Fragmento de origen>
El olor a pimientos fritos, cuidadosamente colocados en la sartén, al lado de una olla en la que las burbujas del guiso que se está cocinando saltan sin cesar, tratando de alcanzar el plato que espera ansioso en la encimera y que se sabe afortunado, ya que dentro de poco alguien disfrutará con él de un manjar preparado con mimo. Un cariño de alguien que está haciendo algo para sus seres queridos, pero sobretodo, con precisión. Ante todo la cocina requiere de proporciones, de medidas, de cantidades. Y de tiempo, como la buena arquitectura.
Seguimos el rastro que esos olores van dejando por las callejuelas del pueblo y llegamos hasta una pequeña plaza con una fuente con agua corriente, rodeada por unas camelias rojas que parecen brillar en la sombra. Un perro tumbado junto a la fuente nos indica que en el banco cercano se puede descansar y la sombra que envuelve este rincón así nos lo confirma.
De una puerta de madera no muy alta casi cuadrada, con una reja de color negro que protege un hueco que se abre hacia el paraíso, llegan a nosotros estos perfumes. Al observar con mayor detenimiento la casa de la que quedamos prendidos, nos damos cuenta de que hay algo inusual en ella. Es Arquitectura, sí, con mayúsculas. Porque a pesar de ser anónima, hay en ella una cantidad de matices que la hacen única. Junto a la puerta antes mencionada se acomoda una ventana irregular profunda, sin vierteaguas ni chapas plegadas ni demás aparejos modernos. En ella, una estera enrollada y sujeta mediante un cordel a la reja deja pasar el aire fresco al interior. Signo éste de que hay un patio lleno de flores al que se abre la vivienda y donde muy probablemente estén esperando los comensales para dar cuenta del guiso delicioso que hasta allí nos ha llevado. La puerta entreabierta nos invita a entrar, y tras la experiencia vivida decidimos hacer caso a nuestro instinto. Al empujar los tablones, un gato se revuelve y corre al interior de la casa. Un delantal florido tras el que viene una señora bajita y risueña nos hace un gesto, nos miramos, la miramos a ella, y nos devuelve una sonrisa reconfortante. Al primer paso, le siguen unas baldosas cerámicas y unas paredes inmaculadas que nos conducen a un vergel propio de otro mundo. La mesa está dispuesta con los cubiertos justos pero la señora desaparece para rápidamente volver con dos cubiertos más. Instantes después, casi por arte de magia, aparece la cazuela humeante que se adueña de toda la estancia con su perfume. El mundo de geranios y azaleas que nos rodea, unido a la tenue luz que entra desde el cielo y la comida que tenemos delante de nuestros ojos, nos convierten en un instante en los seres más dichosos del planeta.

Tarea>
Por favor, copia literalmente el pasaje del texto sobre la casa del pueblo que va desde "Seguimos el rastro" hasta "nos lo confirma.".

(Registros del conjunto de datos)
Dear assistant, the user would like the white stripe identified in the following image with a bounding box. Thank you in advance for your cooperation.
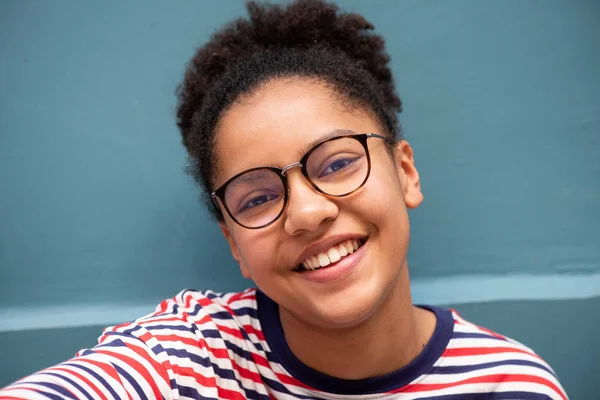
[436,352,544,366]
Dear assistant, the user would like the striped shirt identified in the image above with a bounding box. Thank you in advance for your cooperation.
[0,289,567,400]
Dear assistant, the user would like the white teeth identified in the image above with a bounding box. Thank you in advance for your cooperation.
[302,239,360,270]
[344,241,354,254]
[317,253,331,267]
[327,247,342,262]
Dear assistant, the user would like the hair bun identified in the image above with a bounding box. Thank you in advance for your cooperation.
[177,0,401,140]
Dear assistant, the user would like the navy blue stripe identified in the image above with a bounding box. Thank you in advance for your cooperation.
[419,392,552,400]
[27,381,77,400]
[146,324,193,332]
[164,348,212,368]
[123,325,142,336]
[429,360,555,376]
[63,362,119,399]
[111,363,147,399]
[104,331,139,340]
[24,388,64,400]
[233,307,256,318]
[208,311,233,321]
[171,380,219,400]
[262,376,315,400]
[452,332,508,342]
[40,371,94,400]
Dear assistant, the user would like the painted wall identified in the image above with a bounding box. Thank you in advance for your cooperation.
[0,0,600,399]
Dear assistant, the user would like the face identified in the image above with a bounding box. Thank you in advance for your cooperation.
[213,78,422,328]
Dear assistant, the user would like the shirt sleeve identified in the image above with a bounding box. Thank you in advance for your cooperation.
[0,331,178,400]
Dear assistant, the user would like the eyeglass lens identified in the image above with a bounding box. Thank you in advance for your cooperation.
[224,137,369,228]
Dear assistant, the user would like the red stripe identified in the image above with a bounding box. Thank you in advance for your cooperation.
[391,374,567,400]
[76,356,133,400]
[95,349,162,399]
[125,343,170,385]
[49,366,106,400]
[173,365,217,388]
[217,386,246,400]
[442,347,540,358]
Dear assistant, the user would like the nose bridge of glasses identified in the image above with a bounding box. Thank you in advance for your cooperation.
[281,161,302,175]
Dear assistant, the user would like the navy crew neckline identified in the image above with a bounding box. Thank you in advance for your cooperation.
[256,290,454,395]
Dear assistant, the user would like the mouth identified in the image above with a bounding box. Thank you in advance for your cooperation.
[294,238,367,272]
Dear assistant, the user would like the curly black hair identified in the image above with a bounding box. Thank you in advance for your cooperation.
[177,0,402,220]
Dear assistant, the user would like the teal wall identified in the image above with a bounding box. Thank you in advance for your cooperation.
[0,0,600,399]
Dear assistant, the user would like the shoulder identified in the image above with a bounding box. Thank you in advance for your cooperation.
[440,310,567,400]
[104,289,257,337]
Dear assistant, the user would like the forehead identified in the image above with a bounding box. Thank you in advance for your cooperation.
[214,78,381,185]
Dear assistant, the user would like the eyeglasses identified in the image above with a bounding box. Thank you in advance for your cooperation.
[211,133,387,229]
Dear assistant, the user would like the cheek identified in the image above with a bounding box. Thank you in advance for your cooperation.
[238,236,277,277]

--

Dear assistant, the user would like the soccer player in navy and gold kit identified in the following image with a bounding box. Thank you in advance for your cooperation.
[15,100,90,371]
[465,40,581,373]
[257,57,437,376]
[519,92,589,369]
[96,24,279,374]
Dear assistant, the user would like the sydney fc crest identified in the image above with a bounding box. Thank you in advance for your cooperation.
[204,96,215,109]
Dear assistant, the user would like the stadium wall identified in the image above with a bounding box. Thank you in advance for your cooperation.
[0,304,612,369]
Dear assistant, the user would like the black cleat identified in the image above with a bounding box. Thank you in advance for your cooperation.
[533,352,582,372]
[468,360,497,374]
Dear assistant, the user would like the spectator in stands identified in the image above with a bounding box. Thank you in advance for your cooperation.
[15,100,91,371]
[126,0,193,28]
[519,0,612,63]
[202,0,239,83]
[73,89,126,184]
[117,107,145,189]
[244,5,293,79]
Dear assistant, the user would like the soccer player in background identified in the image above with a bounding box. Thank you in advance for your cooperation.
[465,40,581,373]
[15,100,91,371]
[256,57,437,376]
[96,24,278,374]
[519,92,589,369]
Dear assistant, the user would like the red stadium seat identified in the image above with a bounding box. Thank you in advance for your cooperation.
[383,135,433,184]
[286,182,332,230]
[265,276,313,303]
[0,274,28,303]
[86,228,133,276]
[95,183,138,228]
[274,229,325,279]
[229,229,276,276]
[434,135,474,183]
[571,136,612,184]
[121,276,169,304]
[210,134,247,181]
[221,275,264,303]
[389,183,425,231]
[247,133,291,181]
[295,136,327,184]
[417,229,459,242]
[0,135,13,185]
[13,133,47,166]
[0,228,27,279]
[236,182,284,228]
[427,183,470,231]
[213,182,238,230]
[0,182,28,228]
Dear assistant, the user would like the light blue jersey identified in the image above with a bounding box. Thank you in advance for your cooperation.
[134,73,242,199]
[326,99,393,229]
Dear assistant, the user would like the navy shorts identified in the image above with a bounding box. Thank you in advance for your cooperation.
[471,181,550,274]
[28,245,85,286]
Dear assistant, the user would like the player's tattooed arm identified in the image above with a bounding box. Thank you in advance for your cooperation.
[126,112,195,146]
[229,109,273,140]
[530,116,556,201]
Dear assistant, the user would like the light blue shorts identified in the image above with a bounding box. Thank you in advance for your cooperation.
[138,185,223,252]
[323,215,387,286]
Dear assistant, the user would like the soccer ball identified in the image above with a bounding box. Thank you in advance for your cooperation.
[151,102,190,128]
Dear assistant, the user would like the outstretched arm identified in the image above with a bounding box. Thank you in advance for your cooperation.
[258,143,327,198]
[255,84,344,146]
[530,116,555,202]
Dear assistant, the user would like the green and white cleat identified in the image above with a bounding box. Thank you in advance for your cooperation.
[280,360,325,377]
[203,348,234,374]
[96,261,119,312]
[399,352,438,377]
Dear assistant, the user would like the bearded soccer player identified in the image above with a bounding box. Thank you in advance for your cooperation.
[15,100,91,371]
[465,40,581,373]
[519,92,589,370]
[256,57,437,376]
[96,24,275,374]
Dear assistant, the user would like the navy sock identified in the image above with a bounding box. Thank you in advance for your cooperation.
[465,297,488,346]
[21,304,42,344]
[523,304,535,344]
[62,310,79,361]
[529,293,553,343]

Resultado de la tarea>
Seguimos el rastro que esos olores van dejando por las callejuelas del pueblo y llegamos hasta una pequeña plaza con una fuente con agua corriente, rodeada por unas camelias rojas que parecen brillar en la sombra. Un perro tumbado junto a la fuente nos indica que en el banco cercano se puede descansar y la sombra que envuelve este rincón así nos lo confirma.